Records from a dataset:
+++
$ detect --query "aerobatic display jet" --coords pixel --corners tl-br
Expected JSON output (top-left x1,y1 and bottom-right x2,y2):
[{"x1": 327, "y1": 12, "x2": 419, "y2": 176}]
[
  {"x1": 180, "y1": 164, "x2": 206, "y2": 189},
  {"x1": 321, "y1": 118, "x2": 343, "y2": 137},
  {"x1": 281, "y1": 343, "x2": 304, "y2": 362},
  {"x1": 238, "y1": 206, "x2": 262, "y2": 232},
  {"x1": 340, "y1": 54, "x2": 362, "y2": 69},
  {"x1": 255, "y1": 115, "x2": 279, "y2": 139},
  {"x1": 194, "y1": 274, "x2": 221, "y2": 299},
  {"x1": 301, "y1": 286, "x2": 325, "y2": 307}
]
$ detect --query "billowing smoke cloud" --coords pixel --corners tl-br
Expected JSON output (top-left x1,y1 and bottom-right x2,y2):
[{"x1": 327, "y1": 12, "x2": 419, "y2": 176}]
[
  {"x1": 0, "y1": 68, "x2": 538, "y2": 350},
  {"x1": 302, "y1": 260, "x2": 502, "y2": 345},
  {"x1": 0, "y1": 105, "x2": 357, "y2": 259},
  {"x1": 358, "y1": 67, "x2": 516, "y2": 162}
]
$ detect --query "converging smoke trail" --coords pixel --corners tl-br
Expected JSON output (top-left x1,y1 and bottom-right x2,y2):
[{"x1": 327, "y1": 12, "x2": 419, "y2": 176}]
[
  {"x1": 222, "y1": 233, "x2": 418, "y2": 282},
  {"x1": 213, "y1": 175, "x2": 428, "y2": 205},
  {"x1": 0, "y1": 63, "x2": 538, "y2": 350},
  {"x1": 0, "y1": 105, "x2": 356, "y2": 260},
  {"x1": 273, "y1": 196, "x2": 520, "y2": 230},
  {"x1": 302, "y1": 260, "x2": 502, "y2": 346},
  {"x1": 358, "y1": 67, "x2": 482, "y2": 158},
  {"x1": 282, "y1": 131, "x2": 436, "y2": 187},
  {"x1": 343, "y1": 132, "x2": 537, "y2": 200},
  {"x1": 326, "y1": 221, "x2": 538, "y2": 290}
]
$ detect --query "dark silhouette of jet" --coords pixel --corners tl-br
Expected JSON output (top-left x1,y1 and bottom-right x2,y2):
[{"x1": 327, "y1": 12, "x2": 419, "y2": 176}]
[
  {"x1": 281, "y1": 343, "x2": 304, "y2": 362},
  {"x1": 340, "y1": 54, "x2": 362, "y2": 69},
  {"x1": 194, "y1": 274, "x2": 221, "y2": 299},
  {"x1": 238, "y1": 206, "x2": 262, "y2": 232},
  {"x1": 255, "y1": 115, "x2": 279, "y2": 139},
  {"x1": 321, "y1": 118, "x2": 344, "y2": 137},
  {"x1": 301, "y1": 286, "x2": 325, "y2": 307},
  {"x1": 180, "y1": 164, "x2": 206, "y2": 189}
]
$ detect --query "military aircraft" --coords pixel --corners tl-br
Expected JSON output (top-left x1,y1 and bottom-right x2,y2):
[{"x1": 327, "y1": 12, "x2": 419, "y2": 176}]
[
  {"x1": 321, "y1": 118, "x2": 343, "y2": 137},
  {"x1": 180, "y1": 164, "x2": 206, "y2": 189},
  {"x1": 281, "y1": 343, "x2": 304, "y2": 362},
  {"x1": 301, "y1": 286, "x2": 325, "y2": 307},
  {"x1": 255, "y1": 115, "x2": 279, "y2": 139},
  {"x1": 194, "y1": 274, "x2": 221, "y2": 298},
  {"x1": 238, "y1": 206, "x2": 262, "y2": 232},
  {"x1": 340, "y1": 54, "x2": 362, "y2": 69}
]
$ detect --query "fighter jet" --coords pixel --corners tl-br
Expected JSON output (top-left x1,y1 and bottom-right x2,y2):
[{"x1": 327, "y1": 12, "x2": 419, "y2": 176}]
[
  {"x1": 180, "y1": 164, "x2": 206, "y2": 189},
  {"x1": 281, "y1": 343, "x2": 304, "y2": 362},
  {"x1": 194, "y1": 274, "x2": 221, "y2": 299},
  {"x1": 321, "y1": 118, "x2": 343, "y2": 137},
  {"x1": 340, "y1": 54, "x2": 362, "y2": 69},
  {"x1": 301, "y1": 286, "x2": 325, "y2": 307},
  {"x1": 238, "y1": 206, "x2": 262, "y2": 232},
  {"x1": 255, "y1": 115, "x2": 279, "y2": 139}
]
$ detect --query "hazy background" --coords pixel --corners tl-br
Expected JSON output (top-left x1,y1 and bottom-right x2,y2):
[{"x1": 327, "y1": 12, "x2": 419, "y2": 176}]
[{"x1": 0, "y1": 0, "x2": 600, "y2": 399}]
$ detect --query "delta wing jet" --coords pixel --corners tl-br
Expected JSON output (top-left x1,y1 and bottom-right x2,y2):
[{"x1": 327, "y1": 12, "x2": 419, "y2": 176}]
+++
# [Stated problem]
Gather every line in the listing above that contains the word "smoke".

# [Final result]
$ detect --query "billowing smoke cloud" --coords pixel --corners tl-br
$ detect --query "converging smoke trail" --coords pixel --corners tl-br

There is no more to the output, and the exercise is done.